++++ Provided data ++++

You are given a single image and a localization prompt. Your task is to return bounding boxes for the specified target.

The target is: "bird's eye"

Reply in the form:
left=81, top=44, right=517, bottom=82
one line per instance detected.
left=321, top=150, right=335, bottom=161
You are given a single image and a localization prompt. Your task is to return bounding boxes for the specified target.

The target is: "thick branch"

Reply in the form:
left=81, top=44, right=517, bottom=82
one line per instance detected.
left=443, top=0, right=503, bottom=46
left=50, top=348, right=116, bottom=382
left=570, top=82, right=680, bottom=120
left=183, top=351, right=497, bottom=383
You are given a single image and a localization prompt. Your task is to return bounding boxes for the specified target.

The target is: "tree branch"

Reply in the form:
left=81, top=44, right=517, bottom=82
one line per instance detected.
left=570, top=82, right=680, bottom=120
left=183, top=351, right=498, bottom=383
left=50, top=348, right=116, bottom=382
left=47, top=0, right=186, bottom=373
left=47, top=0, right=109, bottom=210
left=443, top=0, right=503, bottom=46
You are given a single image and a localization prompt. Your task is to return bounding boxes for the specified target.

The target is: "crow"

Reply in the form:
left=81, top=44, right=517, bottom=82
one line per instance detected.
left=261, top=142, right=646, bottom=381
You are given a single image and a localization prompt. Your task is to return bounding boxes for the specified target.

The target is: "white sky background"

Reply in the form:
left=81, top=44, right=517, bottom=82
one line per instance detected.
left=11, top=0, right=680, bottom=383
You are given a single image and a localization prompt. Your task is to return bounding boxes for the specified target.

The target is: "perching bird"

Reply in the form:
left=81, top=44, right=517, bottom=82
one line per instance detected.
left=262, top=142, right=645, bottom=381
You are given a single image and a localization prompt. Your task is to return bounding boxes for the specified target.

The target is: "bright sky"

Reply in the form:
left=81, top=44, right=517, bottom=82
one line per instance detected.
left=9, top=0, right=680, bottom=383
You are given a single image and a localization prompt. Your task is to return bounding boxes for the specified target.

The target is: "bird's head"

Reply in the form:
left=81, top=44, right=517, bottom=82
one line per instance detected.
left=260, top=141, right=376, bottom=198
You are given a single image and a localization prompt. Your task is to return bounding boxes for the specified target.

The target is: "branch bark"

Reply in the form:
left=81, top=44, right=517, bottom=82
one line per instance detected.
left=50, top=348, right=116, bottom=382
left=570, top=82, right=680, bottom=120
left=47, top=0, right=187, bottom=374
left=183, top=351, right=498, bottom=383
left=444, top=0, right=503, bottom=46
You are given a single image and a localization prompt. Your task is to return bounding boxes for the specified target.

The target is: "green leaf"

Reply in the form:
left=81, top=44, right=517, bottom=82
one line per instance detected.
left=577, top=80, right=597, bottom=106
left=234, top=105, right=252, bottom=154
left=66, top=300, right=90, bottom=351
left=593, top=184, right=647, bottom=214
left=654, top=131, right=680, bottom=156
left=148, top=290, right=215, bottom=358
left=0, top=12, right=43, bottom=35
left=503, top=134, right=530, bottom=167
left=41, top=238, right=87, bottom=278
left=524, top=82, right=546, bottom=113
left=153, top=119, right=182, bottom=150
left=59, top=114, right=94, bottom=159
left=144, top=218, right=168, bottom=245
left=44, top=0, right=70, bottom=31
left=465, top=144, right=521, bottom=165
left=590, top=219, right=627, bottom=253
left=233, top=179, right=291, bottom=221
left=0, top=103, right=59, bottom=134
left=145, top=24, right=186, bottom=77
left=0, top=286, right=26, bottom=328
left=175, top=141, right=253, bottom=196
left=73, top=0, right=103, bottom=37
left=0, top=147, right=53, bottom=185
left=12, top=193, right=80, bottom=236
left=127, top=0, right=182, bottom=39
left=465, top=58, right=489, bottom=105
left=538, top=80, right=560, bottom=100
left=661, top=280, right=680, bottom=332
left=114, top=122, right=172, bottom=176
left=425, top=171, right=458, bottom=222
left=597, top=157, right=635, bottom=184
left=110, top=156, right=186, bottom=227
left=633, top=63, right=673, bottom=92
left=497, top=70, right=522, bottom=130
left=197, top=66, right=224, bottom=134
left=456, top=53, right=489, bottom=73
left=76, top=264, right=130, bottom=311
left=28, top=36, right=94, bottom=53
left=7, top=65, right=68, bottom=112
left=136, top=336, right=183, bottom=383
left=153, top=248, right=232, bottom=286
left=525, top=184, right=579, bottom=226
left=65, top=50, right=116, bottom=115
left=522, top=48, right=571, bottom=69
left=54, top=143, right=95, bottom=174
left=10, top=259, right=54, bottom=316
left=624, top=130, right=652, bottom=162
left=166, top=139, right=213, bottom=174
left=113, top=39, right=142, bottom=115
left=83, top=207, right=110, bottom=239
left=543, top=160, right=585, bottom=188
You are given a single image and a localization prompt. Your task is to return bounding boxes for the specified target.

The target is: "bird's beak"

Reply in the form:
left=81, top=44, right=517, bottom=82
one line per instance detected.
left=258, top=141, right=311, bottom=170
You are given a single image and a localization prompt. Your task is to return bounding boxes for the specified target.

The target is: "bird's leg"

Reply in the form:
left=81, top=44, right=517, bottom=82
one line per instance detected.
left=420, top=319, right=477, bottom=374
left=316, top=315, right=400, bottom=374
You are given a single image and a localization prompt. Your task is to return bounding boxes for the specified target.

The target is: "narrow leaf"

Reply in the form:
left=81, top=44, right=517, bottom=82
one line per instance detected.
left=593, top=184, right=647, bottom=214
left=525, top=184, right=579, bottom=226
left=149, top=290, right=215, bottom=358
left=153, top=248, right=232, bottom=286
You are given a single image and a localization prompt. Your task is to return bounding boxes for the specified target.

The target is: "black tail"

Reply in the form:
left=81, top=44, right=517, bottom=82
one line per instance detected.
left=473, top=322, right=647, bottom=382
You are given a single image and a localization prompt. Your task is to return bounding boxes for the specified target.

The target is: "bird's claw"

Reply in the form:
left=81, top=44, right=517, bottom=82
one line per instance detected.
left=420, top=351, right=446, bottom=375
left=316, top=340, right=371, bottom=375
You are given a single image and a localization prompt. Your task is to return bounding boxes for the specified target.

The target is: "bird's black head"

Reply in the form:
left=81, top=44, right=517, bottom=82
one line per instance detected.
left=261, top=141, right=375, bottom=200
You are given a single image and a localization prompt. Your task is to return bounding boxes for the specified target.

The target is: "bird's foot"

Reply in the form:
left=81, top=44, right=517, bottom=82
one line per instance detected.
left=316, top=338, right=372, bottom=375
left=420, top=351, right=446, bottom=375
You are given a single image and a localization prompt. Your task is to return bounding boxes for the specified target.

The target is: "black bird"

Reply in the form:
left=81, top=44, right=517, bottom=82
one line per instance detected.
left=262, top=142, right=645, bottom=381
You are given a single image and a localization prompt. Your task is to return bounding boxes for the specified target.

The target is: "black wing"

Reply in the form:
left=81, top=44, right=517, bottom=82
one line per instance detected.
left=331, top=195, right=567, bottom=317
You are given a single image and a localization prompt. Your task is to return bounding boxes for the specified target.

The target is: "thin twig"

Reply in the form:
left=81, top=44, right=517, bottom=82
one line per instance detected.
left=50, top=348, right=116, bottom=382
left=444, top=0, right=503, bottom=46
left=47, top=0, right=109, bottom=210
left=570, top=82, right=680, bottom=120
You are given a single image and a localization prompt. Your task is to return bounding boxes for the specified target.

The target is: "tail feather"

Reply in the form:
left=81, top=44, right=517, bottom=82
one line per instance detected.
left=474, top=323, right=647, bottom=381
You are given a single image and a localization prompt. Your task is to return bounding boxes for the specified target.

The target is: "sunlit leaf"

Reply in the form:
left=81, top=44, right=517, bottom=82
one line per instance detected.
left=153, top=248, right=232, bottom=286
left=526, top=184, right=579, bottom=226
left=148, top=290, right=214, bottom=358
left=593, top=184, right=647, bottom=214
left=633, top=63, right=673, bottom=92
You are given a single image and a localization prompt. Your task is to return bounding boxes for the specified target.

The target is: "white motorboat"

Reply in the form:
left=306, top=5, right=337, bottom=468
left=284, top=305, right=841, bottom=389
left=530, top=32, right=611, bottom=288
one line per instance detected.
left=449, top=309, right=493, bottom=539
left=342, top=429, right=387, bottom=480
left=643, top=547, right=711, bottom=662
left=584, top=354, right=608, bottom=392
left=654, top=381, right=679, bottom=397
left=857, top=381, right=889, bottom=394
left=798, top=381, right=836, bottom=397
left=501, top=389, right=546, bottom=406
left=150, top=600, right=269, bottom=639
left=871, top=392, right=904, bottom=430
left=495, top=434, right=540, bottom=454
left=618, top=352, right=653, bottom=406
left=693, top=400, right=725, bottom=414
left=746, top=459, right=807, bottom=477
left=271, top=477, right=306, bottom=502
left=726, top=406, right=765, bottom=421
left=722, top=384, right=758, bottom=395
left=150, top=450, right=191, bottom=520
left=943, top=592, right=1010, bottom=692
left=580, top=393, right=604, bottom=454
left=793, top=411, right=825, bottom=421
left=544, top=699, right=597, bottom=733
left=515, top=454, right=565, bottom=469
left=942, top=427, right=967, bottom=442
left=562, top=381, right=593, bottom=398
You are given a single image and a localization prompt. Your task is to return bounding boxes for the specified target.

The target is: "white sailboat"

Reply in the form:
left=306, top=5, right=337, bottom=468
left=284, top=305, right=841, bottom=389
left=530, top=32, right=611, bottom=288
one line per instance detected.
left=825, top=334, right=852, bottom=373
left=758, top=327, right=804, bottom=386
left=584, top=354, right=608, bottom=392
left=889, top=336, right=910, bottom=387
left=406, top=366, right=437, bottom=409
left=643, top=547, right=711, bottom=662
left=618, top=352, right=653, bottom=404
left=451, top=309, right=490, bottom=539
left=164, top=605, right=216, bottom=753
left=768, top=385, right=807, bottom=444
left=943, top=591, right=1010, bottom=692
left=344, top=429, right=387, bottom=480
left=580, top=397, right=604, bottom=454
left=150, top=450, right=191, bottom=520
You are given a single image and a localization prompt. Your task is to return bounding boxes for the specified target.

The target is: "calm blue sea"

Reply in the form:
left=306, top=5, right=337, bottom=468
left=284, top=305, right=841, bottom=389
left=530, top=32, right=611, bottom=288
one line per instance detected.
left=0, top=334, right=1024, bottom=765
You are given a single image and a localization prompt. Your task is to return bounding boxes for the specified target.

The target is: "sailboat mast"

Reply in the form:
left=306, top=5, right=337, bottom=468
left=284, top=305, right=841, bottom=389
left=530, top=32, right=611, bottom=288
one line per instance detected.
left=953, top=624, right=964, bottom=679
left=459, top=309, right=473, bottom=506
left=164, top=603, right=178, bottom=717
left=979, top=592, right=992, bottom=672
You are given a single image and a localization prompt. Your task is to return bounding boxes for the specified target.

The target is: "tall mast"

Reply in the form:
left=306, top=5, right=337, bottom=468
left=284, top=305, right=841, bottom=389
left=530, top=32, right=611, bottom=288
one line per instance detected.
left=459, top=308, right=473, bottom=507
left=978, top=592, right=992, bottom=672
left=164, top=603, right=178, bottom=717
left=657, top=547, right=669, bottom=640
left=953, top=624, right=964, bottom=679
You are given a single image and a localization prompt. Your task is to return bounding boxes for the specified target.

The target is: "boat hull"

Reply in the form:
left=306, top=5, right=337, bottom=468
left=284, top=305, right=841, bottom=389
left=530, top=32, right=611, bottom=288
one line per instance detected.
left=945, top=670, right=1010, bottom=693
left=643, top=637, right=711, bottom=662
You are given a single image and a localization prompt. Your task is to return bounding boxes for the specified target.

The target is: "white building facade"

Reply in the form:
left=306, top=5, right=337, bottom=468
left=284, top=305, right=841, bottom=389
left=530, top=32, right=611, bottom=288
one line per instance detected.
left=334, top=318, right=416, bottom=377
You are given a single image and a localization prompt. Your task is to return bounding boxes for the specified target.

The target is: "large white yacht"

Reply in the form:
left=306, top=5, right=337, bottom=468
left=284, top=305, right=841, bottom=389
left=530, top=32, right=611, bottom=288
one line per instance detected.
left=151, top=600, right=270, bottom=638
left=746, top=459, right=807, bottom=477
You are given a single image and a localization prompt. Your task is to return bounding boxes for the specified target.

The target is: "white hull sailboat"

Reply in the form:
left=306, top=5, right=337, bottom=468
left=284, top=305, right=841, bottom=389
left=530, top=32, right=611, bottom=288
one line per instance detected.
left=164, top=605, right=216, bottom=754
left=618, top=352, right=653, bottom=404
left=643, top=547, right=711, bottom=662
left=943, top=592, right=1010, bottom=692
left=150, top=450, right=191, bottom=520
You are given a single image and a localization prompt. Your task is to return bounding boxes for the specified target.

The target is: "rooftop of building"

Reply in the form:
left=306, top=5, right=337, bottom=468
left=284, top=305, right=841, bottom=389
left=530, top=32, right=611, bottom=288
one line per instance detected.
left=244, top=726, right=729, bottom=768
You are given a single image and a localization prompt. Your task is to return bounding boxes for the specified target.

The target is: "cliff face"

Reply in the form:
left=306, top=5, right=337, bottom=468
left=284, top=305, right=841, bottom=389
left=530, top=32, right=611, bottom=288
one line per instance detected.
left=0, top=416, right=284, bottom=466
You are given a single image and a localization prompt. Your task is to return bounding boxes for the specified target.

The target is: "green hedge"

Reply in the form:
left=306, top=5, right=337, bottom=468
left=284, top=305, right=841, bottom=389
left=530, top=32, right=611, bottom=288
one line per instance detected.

++++

▶ _Given task_
Swap "bird's eye" for "bird's beak" in the part of the records that runs from the start through the line containing "left=321, top=150, right=335, bottom=161", leaving every other word unchanged. Give back only that part.

▶ _The response_
You are given a single image and a localization prompt. Your task is to return bounding boxes for the specified target.

The target is: "bird's beak"

Reply in the form:
left=81, top=44, right=517, bottom=82
one line per instance detected.
left=321, top=150, right=335, bottom=161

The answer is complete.